-- Records follows --
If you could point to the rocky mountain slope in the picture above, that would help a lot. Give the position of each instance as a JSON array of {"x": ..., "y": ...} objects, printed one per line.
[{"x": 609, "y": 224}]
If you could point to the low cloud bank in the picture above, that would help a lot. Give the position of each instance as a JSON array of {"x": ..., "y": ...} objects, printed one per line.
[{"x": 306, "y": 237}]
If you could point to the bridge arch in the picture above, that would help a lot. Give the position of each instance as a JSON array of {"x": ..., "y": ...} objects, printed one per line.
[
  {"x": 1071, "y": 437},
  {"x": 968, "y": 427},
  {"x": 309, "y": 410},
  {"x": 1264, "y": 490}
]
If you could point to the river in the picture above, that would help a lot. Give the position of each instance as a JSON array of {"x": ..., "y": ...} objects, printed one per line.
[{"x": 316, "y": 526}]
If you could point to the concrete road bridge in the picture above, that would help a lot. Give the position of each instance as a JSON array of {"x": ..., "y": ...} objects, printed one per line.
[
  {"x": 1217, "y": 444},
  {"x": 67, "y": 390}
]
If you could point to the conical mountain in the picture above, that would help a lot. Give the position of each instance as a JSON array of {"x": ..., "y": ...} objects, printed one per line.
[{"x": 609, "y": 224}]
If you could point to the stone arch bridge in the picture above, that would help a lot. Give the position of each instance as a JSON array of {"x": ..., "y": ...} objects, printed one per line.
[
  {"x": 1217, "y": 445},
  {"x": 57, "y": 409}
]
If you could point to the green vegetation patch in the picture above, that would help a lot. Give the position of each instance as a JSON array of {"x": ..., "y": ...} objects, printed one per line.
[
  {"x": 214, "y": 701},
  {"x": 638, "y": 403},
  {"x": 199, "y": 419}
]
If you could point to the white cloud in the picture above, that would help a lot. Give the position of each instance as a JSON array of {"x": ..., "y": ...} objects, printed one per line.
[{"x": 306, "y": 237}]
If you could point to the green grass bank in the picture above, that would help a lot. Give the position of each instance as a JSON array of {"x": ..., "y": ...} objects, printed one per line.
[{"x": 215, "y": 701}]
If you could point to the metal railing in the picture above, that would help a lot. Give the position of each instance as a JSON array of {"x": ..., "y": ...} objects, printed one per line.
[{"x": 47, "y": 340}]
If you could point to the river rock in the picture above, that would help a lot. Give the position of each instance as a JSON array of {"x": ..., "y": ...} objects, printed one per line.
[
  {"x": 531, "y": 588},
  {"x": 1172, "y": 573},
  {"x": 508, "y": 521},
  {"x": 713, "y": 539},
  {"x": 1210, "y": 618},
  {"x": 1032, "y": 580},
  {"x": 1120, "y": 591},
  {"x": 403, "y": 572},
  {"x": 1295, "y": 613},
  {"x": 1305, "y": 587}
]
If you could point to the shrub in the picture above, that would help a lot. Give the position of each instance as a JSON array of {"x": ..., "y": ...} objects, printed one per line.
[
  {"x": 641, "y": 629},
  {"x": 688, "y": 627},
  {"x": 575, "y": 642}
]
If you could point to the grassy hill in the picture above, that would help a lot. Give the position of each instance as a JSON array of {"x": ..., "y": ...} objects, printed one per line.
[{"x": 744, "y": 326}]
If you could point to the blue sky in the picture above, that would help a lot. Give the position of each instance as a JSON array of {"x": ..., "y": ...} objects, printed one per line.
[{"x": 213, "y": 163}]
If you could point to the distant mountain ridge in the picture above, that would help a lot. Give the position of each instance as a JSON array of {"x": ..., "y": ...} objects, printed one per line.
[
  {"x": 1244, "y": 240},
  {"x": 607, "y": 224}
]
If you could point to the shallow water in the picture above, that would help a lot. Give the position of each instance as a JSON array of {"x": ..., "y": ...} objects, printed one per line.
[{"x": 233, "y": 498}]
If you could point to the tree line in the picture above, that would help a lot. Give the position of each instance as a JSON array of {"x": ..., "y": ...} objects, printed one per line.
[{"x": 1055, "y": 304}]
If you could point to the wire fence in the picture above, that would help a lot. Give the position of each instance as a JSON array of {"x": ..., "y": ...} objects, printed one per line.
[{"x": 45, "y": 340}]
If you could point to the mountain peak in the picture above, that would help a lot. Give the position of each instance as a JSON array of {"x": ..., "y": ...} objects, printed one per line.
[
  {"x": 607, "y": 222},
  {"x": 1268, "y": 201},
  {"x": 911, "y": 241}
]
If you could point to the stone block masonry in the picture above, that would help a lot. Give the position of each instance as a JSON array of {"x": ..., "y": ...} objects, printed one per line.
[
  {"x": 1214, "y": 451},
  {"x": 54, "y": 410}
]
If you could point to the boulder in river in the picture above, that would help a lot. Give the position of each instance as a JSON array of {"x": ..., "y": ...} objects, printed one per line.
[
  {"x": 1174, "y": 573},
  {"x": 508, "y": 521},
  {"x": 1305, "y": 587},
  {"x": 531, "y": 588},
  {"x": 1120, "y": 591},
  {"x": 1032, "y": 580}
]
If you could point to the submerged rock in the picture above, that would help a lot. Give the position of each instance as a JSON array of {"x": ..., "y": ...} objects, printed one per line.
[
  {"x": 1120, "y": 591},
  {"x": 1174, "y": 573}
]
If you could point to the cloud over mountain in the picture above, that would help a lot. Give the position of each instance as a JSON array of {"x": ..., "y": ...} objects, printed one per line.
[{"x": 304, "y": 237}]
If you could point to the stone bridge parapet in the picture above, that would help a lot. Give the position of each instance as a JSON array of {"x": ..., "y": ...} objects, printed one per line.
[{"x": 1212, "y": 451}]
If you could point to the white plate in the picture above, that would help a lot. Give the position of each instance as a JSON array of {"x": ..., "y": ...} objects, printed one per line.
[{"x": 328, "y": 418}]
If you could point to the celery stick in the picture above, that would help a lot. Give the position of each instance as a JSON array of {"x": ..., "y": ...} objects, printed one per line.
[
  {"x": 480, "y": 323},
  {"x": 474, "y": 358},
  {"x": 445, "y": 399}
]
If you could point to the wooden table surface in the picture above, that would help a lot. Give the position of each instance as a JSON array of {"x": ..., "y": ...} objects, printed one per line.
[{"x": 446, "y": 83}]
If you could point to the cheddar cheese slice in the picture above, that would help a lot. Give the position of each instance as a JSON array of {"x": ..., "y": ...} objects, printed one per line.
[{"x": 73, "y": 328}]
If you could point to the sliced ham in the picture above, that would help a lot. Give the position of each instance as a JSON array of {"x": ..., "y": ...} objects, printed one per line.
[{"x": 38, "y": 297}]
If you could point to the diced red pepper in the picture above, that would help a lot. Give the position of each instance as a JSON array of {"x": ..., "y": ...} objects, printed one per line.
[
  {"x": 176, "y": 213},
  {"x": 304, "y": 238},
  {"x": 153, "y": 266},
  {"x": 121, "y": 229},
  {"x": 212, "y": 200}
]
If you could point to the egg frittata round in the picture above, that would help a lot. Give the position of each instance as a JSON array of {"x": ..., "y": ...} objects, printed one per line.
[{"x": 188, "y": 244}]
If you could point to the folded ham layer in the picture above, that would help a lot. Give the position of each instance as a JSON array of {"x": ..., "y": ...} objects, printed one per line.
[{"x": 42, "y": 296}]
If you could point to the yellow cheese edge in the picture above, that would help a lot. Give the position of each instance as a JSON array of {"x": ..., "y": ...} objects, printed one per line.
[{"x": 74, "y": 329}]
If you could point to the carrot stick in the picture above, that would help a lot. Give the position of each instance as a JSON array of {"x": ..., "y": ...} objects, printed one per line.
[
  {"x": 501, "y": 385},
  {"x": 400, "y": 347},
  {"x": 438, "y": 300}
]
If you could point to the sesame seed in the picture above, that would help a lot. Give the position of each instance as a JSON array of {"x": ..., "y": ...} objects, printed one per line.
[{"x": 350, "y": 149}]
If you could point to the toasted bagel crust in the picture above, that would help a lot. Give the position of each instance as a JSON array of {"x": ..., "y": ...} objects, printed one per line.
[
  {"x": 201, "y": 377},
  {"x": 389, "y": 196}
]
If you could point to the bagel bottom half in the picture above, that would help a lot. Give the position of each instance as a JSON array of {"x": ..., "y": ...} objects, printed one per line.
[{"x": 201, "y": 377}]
-- Records concluded --
• **Task item**:
Look for the line that contains "If you could point to the carrot" in the listing above. Set down that line and each line after it, ending with the last one.

• **Finished task**:
If you could point to the carrot stick in the picture above, that would help a lot. Give the position of each instance as a JSON array of {"x": ..., "y": ...} objects, printed one per line.
[
  {"x": 501, "y": 385},
  {"x": 400, "y": 347},
  {"x": 438, "y": 300}
]
If you could point to the sesame seed in the picture above, that would help a lot. Give the position of each instance as a JSON array of {"x": ..., "y": ...} objects, printed one per line.
[{"x": 350, "y": 149}]
If you could point to the toasted bagel crust in the picture above, that would help a lot. Give the position of each instance as a JSON array of {"x": ..., "y": ...} objects, printed one per line.
[
  {"x": 201, "y": 377},
  {"x": 389, "y": 196}
]
If you could point to the bagel bottom half in the picture above, that would help a lot. Give the position of each instance as a JSON array of {"x": ..., "y": ...} objects, printed one per line.
[{"x": 201, "y": 377}]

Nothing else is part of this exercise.